**Exercise requirements**
Rewrite the listing from the line that has "point_to(query) locates the white" through the line that has "x=226, y=76", keeping every line, requests included, and scaling each x and y coordinate in the answers by 0.2, rounded to the nearest whole number with halves going up. Return only those lines.

**Record excerpts**
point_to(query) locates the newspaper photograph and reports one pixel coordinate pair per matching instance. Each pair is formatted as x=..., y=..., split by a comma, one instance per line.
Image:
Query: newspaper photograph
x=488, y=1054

==

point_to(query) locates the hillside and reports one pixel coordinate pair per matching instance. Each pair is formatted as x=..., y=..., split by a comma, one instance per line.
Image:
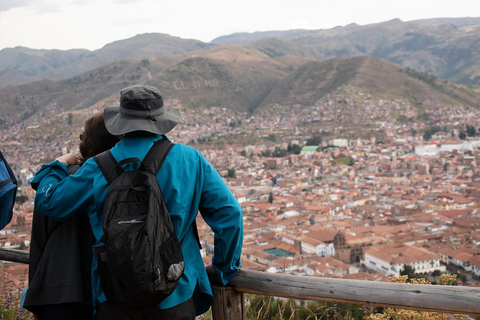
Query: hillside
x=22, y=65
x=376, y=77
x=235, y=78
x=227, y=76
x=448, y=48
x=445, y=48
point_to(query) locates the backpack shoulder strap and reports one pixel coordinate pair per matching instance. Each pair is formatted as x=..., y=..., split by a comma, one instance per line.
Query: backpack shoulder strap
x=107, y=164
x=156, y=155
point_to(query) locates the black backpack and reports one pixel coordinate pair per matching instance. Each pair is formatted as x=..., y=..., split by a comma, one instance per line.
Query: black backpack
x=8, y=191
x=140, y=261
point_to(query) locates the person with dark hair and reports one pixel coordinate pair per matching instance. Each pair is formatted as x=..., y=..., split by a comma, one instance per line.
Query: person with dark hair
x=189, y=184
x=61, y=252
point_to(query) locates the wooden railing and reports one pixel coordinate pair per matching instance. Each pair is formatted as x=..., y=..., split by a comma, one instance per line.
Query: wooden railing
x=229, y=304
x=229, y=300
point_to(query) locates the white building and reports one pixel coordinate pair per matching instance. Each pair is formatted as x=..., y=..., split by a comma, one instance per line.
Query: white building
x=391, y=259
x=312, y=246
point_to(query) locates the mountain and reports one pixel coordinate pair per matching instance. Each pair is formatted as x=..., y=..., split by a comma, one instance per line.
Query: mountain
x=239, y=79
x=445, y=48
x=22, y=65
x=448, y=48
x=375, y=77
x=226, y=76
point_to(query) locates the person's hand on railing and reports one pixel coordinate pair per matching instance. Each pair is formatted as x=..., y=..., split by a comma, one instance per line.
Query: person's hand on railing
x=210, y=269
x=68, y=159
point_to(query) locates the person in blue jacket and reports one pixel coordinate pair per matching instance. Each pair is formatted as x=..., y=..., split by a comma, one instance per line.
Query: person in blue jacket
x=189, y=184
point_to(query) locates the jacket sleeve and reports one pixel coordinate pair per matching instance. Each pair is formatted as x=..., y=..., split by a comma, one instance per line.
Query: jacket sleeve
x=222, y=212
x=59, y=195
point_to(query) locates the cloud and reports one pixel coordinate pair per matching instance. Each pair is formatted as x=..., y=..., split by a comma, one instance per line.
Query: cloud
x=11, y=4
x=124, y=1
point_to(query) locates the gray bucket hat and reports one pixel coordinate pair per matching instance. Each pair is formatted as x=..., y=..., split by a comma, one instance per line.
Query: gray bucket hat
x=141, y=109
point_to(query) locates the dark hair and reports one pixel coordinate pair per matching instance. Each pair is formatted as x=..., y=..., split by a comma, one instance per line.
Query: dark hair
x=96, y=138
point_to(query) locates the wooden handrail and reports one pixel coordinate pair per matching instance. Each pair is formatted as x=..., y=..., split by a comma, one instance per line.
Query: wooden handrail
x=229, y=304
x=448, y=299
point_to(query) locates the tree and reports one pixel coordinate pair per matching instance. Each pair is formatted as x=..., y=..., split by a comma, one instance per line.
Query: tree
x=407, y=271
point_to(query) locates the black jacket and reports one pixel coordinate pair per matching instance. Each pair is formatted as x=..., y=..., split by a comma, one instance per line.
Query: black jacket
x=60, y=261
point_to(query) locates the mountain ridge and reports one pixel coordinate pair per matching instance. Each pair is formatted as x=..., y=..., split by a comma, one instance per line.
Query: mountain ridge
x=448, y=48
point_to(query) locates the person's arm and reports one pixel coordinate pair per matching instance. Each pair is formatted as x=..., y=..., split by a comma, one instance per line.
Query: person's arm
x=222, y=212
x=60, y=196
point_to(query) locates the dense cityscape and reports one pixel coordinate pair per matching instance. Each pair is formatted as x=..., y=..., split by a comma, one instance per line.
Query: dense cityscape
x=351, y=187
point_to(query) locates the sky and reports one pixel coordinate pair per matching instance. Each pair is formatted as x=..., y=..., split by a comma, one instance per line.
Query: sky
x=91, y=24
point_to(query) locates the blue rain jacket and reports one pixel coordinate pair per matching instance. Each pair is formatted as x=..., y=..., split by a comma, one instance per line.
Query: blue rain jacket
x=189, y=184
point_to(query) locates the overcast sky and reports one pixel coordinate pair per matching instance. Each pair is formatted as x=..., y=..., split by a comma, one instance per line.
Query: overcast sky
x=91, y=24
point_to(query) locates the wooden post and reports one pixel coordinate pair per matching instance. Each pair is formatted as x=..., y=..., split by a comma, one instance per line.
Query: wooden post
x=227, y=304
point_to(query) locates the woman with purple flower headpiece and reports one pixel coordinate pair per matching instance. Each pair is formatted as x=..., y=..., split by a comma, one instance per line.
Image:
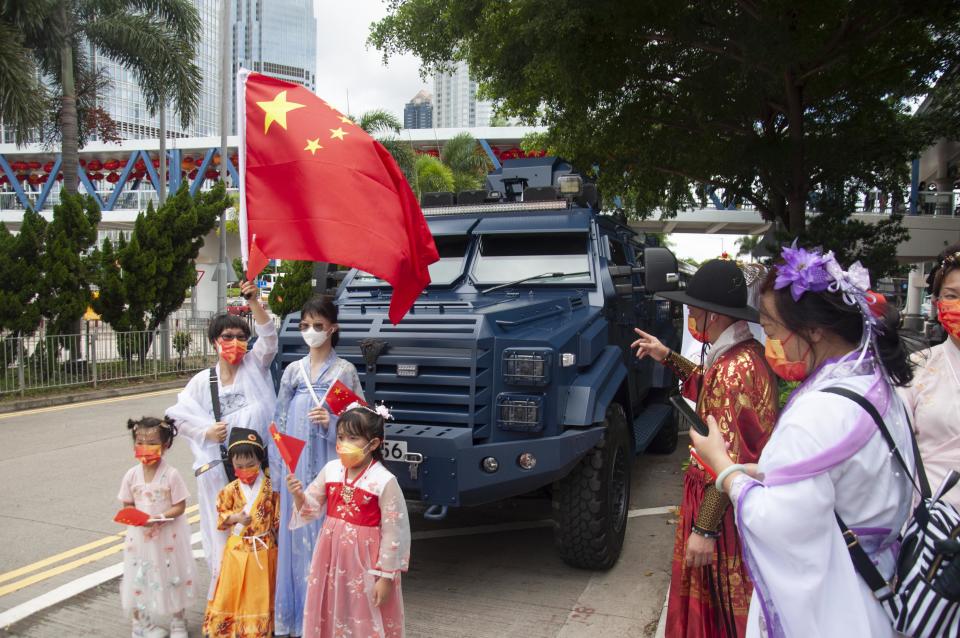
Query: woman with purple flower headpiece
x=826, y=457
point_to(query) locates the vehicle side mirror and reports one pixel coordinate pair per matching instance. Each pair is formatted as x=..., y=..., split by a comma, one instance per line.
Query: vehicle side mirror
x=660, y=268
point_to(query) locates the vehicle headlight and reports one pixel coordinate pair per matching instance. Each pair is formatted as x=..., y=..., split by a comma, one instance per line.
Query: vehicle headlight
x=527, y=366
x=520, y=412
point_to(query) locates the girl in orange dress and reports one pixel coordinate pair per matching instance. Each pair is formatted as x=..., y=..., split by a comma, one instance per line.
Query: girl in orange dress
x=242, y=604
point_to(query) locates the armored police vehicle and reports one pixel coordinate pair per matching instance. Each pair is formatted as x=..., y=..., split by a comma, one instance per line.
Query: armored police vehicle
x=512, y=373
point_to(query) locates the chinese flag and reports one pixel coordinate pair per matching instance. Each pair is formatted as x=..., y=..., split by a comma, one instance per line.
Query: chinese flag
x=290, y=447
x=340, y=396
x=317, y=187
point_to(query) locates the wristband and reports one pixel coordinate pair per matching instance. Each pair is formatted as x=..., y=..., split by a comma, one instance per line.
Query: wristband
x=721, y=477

**Solution**
point_to(query) locates the white building and reports one pixel coordinate pair per matching instance. Each pair is formatted as x=..., y=..., split by a comma, one instance per line.
Query: white building
x=78, y=52
x=62, y=49
point_to(query) locates the mountain and reports one pixel coordinate pair per matching instance. Each pair is formatted as x=..., y=..., split by a comma, one instance per line.
Query: mountain
x=48, y=16
x=89, y=10
x=4, y=13
x=90, y=10
x=75, y=15
x=45, y=15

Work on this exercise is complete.